The task:
Return the entries verbatim and drop every picture.

─── Given information ───

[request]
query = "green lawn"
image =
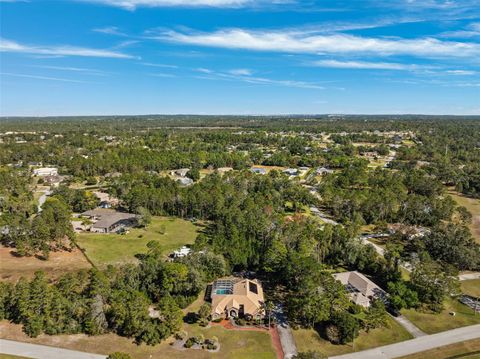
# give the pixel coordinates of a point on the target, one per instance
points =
(473, 206)
(433, 323)
(234, 344)
(309, 339)
(471, 287)
(103, 249)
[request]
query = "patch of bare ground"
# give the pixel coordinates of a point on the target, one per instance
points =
(13, 267)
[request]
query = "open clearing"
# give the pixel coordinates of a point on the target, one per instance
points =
(309, 339)
(471, 287)
(473, 206)
(434, 323)
(233, 344)
(466, 350)
(104, 249)
(58, 263)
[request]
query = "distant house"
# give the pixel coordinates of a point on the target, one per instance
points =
(182, 172)
(258, 170)
(53, 181)
(45, 171)
(322, 171)
(185, 181)
(234, 297)
(362, 290)
(109, 220)
(291, 171)
(182, 252)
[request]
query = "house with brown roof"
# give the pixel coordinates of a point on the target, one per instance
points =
(362, 291)
(235, 297)
(109, 220)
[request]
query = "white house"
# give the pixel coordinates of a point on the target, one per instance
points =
(45, 171)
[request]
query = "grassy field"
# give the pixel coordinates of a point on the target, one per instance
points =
(103, 249)
(473, 206)
(233, 344)
(434, 323)
(309, 339)
(471, 287)
(12, 267)
(466, 350)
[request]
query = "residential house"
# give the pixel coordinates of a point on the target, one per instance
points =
(45, 171)
(362, 290)
(182, 172)
(322, 171)
(235, 297)
(109, 220)
(259, 170)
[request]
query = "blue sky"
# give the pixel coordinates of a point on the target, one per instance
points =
(101, 57)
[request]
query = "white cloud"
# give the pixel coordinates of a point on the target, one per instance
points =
(241, 72)
(461, 72)
(72, 69)
(167, 66)
(36, 77)
(308, 42)
(229, 76)
(163, 75)
(63, 50)
(133, 4)
(365, 65)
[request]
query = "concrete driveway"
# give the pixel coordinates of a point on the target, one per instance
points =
(36, 351)
(285, 333)
(416, 345)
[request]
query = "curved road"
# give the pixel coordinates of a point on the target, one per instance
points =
(36, 351)
(416, 345)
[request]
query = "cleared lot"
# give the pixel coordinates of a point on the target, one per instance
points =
(13, 267)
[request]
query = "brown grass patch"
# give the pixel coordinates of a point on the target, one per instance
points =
(13, 267)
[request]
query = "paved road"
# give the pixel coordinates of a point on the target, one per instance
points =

───

Completed exercise:
[request]
query = "green lawn"
image =
# give the pixel coordinates of a point on the target, one per instance
points =
(473, 206)
(433, 323)
(234, 344)
(309, 339)
(471, 287)
(103, 249)
[request]
query = "patch of bare ground"
# give the pixel coordinates of a point on the target, one per instance
points =
(13, 267)
[request]
query = "open clearing"
# give the pixel coordinates of a point on the target, one per instance
points =
(309, 339)
(471, 287)
(473, 206)
(434, 323)
(233, 344)
(466, 350)
(104, 249)
(58, 263)
[request]
query = "distant house"
# give the pixel coordinates of a point on the target, one per instance
points =
(182, 172)
(258, 170)
(53, 181)
(45, 171)
(322, 171)
(185, 181)
(234, 297)
(362, 290)
(109, 220)
(291, 171)
(182, 252)
[request]
query = "house with brown roof"
# give the pixel coordinates of a point on the target, one per instance
points =
(362, 291)
(235, 297)
(109, 220)
[request]
query = "white house"
# give the pixel coordinates of a point on the target, one per instance
points =
(45, 171)
[request]
query = "grassy field"
# give the pixel coordinates of a point on the target, one per instance
points =
(103, 249)
(473, 206)
(233, 344)
(434, 323)
(309, 339)
(471, 287)
(12, 267)
(466, 350)
[request]
query = "residential house"
# give the pixel coordinates of a point on the target, one per instance
points =
(45, 171)
(362, 290)
(182, 172)
(322, 171)
(235, 297)
(109, 220)
(259, 170)
[request]
query = "blue sky"
# give the pixel coordinates of a point on the target, one per instance
points =
(101, 57)
[request]
query = "white cloud"
# give the pixel coordinates of a point on the target, one per instance
points =
(241, 72)
(461, 72)
(72, 69)
(167, 66)
(36, 77)
(308, 42)
(229, 76)
(163, 75)
(63, 50)
(133, 4)
(365, 65)
[request]
query = "concrete driveway"
# give the pixel coordinates of a point on the target, one per instance
points =
(36, 351)
(285, 333)
(416, 345)
[request]
query = "curved road"
# give the pixel coordinates of a point on the target, one per instance
points =
(36, 351)
(416, 345)
[request]
query = "cleared lot"
# give the pixel coordinates of a point on the target, one per instance
points =
(13, 267)
[request]
query = "brown grass patch"
# give the pixel coordinates of a point on the target, one per instance
points =
(13, 267)
[request]
query = "paved road"
# give the pixel coordinates of a point on the target, one per instance
points =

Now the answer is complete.